>>>>>

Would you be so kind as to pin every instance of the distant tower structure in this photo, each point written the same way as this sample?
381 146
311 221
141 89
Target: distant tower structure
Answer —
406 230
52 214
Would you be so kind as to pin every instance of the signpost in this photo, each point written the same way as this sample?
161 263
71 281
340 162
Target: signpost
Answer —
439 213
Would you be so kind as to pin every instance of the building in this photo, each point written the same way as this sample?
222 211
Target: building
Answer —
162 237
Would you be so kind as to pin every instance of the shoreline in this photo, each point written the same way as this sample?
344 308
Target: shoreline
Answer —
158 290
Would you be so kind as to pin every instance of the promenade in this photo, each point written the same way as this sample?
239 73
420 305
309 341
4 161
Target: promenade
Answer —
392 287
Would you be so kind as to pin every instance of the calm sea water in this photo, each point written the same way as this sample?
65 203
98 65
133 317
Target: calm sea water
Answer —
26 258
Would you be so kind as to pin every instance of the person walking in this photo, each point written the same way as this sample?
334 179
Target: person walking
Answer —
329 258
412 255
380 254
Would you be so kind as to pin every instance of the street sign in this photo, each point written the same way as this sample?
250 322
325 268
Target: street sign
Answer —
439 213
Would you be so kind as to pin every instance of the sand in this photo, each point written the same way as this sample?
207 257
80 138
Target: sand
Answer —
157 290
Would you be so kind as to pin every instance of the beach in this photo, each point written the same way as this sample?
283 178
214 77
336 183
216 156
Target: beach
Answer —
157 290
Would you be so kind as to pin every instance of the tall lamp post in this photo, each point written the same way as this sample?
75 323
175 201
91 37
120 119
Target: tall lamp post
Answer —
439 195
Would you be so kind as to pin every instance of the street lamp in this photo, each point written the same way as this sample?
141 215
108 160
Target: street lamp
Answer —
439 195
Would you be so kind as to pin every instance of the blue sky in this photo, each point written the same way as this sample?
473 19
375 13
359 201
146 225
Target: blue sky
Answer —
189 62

<<<<<

■ WHAT IS BEING ASKED ■
Write every line of the material out again exactly.

■ SOLVED PROBLEM ■
Would you be so kind as to pin every instance of the distant tower structure in this photo, each point written the same way as this sample?
381 146
311 221
141 89
Target: distant tower structure
Answer —
406 230
52 214
Would you be so kind as to pin every instance of the signpost in this photo, each point written the same way as this sample?
161 263
71 281
340 162
Target: signpost
Answer —
439 213
Would you be so kind as to pin every instance of the building in this photo, each point written the same way as this sample?
222 211
Target: building
Answer —
162 237
Would you be so kind as to pin every instance of the shoreline in this photo, each point written the same way as this sample?
344 308
Target: shoreline
Answer —
158 290
Would you be so kind as to pin every instance of the promenade in this photo, each point written the same way as this sample?
239 73
420 305
309 341
4 161
Target: promenade
Answer —
392 287
Would you be so kind as to pin every instance of the calm sea water in this photo, each point written the same way as this sample?
65 203
98 65
133 317
Target: calm sea water
Answer —
26 258
Would you be so kind as to pin every instance of the person walking in this photo, each point written the same way as this sample?
334 179
Target: person walking
Answer —
329 258
412 255
380 254
Would you be so kind as to pin every instance of the street sign in this photo, each point written the same way as this sample?
250 322
325 268
Target: street sign
Answer —
439 213
Would you be so kind as to pin every instance of the sand in this photo, each point written the same way as this sample?
207 257
80 138
Target: sand
Answer —
157 290
Would you be so kind as to pin every instance of the beach in this photo, each point written the same way as this sample?
283 178
214 77
336 183
216 156
Target: beach
Answer —
157 290
Would you be so kind as to pin every instance of the tall lamp post in this photo, each point written the same way as this sample?
75 323
175 201
91 37
120 119
Target: tall lamp post
Answer —
439 195
Would you be so kind as to pin every instance of the street lamp in this photo, each point written the same way as this sample?
141 215
108 160
Target: street lamp
Answer —
439 195
Would you be so kind as to pin every instance of the blue sky in this photo, each point written the same way as this sample?
473 19
375 13
359 201
146 225
Target: blue sky
Answer —
189 62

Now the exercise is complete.